▶ [WRITTEN INSTRUCTION]: Rewrite the listing below with "bounding boxes" replaced by "bounding rectangles" everywhere it appears, leaving everything else unchanged and omitting the pictures from your answer.

▶ [EXERCISE INPUT]:
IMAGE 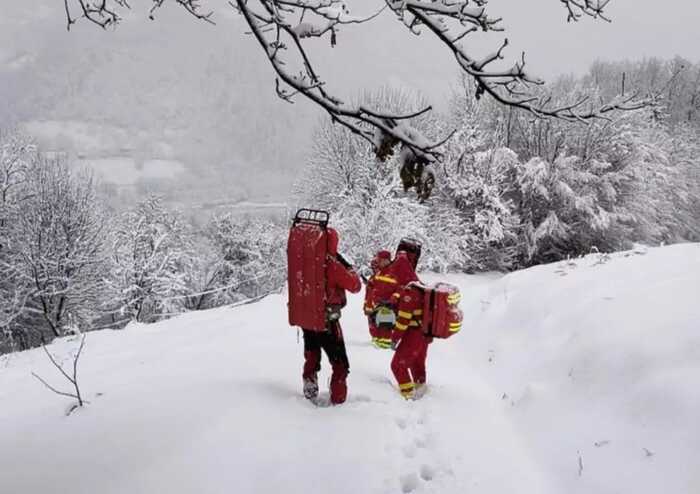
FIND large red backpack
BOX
[287,209,329,331]
[422,283,462,338]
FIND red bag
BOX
[423,283,462,338]
[287,209,329,331]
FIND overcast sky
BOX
[0,0,700,203]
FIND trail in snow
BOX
[0,244,700,494]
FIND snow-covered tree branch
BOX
[64,0,653,164]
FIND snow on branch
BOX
[65,0,655,164]
[32,335,87,415]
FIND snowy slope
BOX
[0,244,700,494]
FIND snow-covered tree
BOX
[10,157,105,344]
[188,213,287,309]
[58,0,649,180]
[0,129,37,353]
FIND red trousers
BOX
[302,322,350,405]
[367,316,392,348]
[391,329,430,391]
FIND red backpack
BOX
[423,283,462,338]
[287,209,329,331]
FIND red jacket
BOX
[389,252,418,306]
[391,285,425,342]
[326,228,362,306]
[365,264,401,314]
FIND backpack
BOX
[287,209,330,331]
[423,283,463,338]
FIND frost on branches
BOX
[297,80,700,271]
[57,0,654,200]
[0,148,104,348]
[189,213,287,310]
[108,197,194,322]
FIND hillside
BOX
[0,244,700,494]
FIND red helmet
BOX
[375,250,391,261]
[396,238,421,269]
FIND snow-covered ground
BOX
[0,244,700,494]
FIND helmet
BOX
[396,238,422,269]
[375,250,391,261]
[326,228,338,255]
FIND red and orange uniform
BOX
[391,284,432,398]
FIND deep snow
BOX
[0,244,700,494]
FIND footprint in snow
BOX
[399,472,418,494]
[420,464,435,482]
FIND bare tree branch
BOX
[32,335,87,411]
[58,0,655,163]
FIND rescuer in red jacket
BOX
[391,283,432,399]
[364,250,397,348]
[303,228,362,405]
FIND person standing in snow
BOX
[302,228,362,405]
[391,282,433,399]
[364,250,398,348]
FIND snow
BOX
[0,244,700,494]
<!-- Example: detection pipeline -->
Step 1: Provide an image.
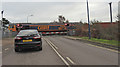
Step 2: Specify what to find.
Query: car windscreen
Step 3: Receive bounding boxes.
[17,30,39,36]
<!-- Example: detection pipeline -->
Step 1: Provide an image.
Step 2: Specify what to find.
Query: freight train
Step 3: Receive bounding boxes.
[8,23,74,35]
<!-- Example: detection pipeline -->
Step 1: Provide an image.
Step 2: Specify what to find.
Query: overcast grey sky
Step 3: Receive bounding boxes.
[2,0,118,23]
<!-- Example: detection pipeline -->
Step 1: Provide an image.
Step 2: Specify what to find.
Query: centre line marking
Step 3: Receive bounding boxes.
[66,57,75,65]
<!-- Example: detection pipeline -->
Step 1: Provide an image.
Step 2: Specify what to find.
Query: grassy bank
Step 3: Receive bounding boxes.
[72,36,120,46]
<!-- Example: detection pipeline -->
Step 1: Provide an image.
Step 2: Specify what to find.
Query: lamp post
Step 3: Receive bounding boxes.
[27,15,33,23]
[109,2,112,23]
[1,10,4,27]
[87,0,91,39]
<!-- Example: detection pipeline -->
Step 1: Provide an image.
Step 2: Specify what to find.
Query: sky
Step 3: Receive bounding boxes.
[2,0,118,23]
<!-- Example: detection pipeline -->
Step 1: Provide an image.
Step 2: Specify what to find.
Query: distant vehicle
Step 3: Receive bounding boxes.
[14,29,42,52]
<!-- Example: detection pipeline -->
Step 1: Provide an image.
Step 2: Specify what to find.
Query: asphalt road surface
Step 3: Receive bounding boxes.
[2,36,118,65]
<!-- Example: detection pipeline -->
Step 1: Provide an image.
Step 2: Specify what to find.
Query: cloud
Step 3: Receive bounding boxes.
[3,0,119,2]
[3,2,118,22]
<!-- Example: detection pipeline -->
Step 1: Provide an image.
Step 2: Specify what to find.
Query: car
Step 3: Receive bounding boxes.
[14,29,42,52]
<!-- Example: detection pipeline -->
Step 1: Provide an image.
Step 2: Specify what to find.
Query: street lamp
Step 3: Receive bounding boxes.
[109,2,112,23]
[1,10,4,26]
[87,0,91,39]
[27,15,33,23]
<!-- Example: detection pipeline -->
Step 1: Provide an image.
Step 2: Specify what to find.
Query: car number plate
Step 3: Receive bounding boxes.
[23,40,32,42]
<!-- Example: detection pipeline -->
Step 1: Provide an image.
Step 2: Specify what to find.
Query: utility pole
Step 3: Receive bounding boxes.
[1,10,4,27]
[87,0,91,39]
[109,2,112,23]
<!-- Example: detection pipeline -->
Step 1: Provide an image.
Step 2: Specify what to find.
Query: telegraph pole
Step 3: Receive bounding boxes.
[109,2,112,23]
[1,10,4,27]
[87,0,91,39]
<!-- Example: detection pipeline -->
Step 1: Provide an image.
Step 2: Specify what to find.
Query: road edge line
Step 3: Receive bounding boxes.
[44,38,70,67]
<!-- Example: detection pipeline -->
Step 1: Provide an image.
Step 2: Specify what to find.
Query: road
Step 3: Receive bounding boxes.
[2,36,118,66]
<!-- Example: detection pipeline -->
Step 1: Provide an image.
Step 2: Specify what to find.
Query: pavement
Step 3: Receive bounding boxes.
[2,36,118,66]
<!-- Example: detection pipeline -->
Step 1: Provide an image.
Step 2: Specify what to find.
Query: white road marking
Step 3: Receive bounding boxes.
[88,44,120,53]
[49,41,58,49]
[66,57,75,65]
[44,38,70,67]
[5,48,9,50]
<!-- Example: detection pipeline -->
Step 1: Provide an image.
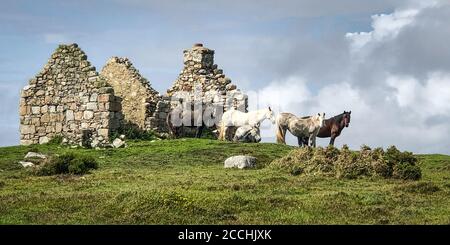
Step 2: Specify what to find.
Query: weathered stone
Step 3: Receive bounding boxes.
[20,125,36,134]
[112,138,125,148]
[98,94,114,103]
[39,136,49,145]
[86,102,98,111]
[66,110,75,122]
[224,155,256,169]
[83,111,94,120]
[31,106,41,114]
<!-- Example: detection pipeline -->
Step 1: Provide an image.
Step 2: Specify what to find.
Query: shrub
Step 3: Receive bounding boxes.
[37,153,98,175]
[47,135,64,145]
[396,182,441,194]
[392,163,422,180]
[111,123,161,140]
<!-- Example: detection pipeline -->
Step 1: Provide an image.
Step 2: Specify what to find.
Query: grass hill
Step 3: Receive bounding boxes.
[0,139,450,224]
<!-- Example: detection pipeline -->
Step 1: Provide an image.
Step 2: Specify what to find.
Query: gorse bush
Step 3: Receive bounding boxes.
[271,145,422,180]
[37,153,98,175]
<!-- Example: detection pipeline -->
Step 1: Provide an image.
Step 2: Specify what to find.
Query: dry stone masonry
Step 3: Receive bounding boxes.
[19,44,248,147]
[167,43,248,111]
[19,44,122,145]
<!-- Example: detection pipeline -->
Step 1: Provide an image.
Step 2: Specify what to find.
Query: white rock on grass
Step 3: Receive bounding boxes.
[224,155,256,169]
[112,138,125,148]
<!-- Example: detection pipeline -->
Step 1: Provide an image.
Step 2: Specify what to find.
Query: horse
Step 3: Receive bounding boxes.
[233,125,261,143]
[317,111,352,145]
[277,113,325,147]
[166,103,215,138]
[219,107,275,140]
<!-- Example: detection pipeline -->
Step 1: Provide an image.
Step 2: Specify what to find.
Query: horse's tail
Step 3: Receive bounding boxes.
[277,115,286,144]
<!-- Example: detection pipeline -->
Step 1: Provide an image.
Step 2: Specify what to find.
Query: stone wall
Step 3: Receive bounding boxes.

▶ [RESPONSE TO THIS EXERCISE]:
IMAGE 
FIND large red backpack
BOX
[287,209,329,331]
[422,283,462,338]
FIND red bag
BOX
[423,283,462,338]
[287,209,329,331]
FIND overcast sky
BOX
[0,0,700,203]
FIND trail in snow
BOX
[0,244,700,494]
FIND snow-covered tree branch
BOX
[64,0,653,164]
FIND snow on branch
BOX
[65,0,655,164]
[32,335,87,415]
FIND snowy slope
BOX
[0,244,700,494]
FIND snow-covered tree
BOX
[10,157,105,344]
[188,213,287,309]
[58,0,649,180]
[0,129,37,353]
FIND red trousers
BOX
[302,322,350,405]
[367,316,392,348]
[391,329,430,391]
FIND red backpack
BOX
[423,283,462,338]
[287,209,329,331]
FIND red jacket
BOX
[389,252,418,306]
[391,285,425,342]
[326,228,362,306]
[365,264,401,314]
FIND backpack
BOX
[287,209,330,331]
[423,283,463,338]
FIND frost on branches
BOX
[297,80,700,271]
[57,0,654,200]
[0,148,104,348]
[189,213,287,310]
[108,197,194,322]
FIND hillside
BOX
[0,244,700,494]
FIND red helmet
BOX
[375,250,391,261]
[396,238,421,269]
FIND snow-covered ground
BOX
[0,244,700,494]
FIND helmet
BOX
[396,238,422,269]
[375,250,391,261]
[326,228,338,255]
FIND red and orange uniform
BOX
[391,284,432,398]
FIND deep snow
BOX
[0,244,700,494]
FIND footprint in snow
BOX
[399,472,418,494]
[420,464,435,482]
FIND bare tree branch
BOX
[32,335,87,411]
[58,0,655,163]
FIND rescuer in red jacket
BOX
[391,283,432,399]
[364,250,397,348]
[303,228,362,405]
FIND person standing in snow
BOX
[302,228,362,405]
[391,282,433,399]
[364,250,398,348]
FIND snow
BOX
[0,244,700,494]
<!-- Example: detection pipeline -->
Step 1: Provide an image.
Step 2: Specify what to find.
Query: car windscreen
Step 3: Receive bounding rectangles.
[17,30,39,36]
<!-- Example: detection pipeline -->
Step 1: Provide an image.
Step 2: Specify what to find.
Query: freight train
Step 3: Receive bounding rectangles.
[8,23,74,35]
<!-- Example: detection pipeline -->
Step 1: Provide an image.
Step 2: Specify what to find.
Query: overcast grey sky
Step 3: Receive bounding rectangles.
[2,0,118,23]
<!-- Example: detection pipeline -->
Step 1: Provide an image.
Step 2: Specify what to find.
Query: centre line marking
Step 3: Receive bounding rectangles.
[66,57,75,65]
<!-- Example: detection pipeline -->
Step 1: Provide an image.
Step 2: Specify what to find.
Query: grassy bank
Step 3: Receive bounding rectangles.
[72,36,120,46]
<!-- Example: detection pipeline -->
Step 1: Provide an image.
Step 2: Specify what to find.
Query: lamp post
Step 3: Receive bounding rectangles.
[27,15,33,23]
[109,2,112,23]
[1,10,4,27]
[87,0,91,39]
<!-- Example: detection pipeline -->
Step 1: Provide an image.
Step 2: Specify what to find.
Query: sky
Step 3: Receive bounding rectangles.
[2,0,118,23]
<!-- Example: detection pipeline -->
Step 1: Provide an image.
Step 2: Specify what to find.
Query: distant vehicle
Step 3: Receive bounding rectangles.
[14,29,42,52]
<!-- Example: detection pipeline -->
Step 1: Provide an image.
Step 2: Specify what to find.
Query: asphalt road surface
Step 3: Receive bounding rectangles.
[2,36,118,65]
<!-- Example: detection pipeline -->
Step 1: Provide an image.
Step 2: Specify what to find.
Query: cloud
Step 3: Receive bounding rectangles.
[3,0,119,2]
[3,2,118,22]
<!-- Example: detection pipeline -->
Step 1: Provide an image.
Step 2: Specify what to find.
Query: car
Step 3: Receive bounding rectangles.
[14,29,42,52]
<!-- Example: detection pipeline -->
Step 1: Provide an image.
Step 2: Specify what to find.
Query: street lamp
Step 3: Receive bounding rectangles.
[109,2,112,23]
[1,10,4,26]
[87,0,91,39]
[27,15,33,23]
<!-- Example: detection pipeline -->
Step 1: Provide an image.
Step 2: Specify what to find.
Query: car number plate
Step 3: Receive bounding rectangles.
[23,40,32,42]
<!-- Example: detection pipeline -->
Step 1: Provide an image.
Step 2: Specify what to find.
Query: utility pole
Step 3: Receive bounding rectangles.
[1,10,4,27]
[87,0,91,39]
[109,2,112,23]
<!-- Example: detection pipeline -->
Step 1: Provide an image.
Step 2: Specify what to find.
Query: telegraph pole
Step 3: Receive bounding rectangles.
[109,2,112,23]
[1,10,4,27]
[87,0,91,39]
<!-- Example: detection pipeline -->
Step 1: Provide an image.
Step 2: Specify what to find.
Query: road edge line
Step 3: Receive bounding rectangles.
[44,38,70,67]
<!-- Example: detection pipeline -->
Step 1: Provide an image.
Step 2: Specify what to find.
Query: road
Step 3: Receive bounding rectangles.
[2,36,118,66]
<!-- Example: detection pipeline -->
Step 1: Provide an image.
Step 2: Specify what to find.
Query: pavement
Step 3: Receive bounding rectangles.
[2,36,118,66]
<!-- Example: detection pipeline -->
Step 1: Provide an image.
Step 2: Specify what to find.
Query: white road marking
Step 3: Receive bounding rectangles.
[88,44,120,53]
[49,41,58,49]
[66,57,75,65]
[44,38,70,67]
[5,48,9,50]
<!-- Example: detection pipeline -->
Step 1: Provide an image.
Step 2: Specify what to find.
Query: weathered stone
Step 3: Receive bounding rectangles.
[20,125,36,134]
[112,138,125,148]
[98,94,114,103]
[39,136,49,145]
[86,102,98,111]
[66,110,75,122]
[224,155,256,169]
[83,111,94,120]
[31,106,41,114]
<!-- Example: detection pipeline -->
Step 1: Provide an image.
Step 2: Specify what to find.
Query: shrub
Step 3: Receive bounding rectangles.
[37,153,98,175]
[47,135,64,145]
[396,182,441,194]
[392,163,422,180]
[111,123,161,140]
<!-- Example: detection pipeline -->
Step 1: Provide an image.
Step 2: Specify what to find.
Query: grass hill
Step 3: Receive bounding rectangles.
[0,139,450,224]
<!-- Example: detection pipeline -->
Step 1: Provide an image.
Step 2: Specify what to find.
Query: gorse bush
Step 3: Receive bounding rectangles.
[271,145,422,180]
[37,153,98,175]
<!-- Example: detection pipeline -->
Step 1: Provide an image.
Step 2: Specify what to find.
Query: dry stone masonry
Step 3: Receive bounding rectangles.
[19,44,248,147]
[167,43,248,111]
[19,44,122,145]
<!-- Example: detection pipeline -->
Step 1: Provide an image.
Step 2: Specify what to find.
Query: white rock on grass
Step 3: Receive bounding rectangles.
[224,155,256,169]
[112,138,125,148]
<!-- Example: detection pipeline -->
Step 1: Provide an image.
Step 2: Specify what to find.
Query: horse
Step 3: Receive bounding rectangles.
[233,125,261,143]
[317,111,352,145]
[277,113,325,147]
[166,103,215,138]
[219,107,275,140]
<!-- Example: detection pipeline -->
Step 1: Provide an image.
Step 2: Specify what to find.
Query: horse's tail
Step 3: Receive bounding rectangles.
[277,115,286,144]
<!-- Example: detection pipeline -->
Step 1: Provide an image.
Step 2: Specify what to find.
Query: stone wall
Step 3: Receive bounding rectangles.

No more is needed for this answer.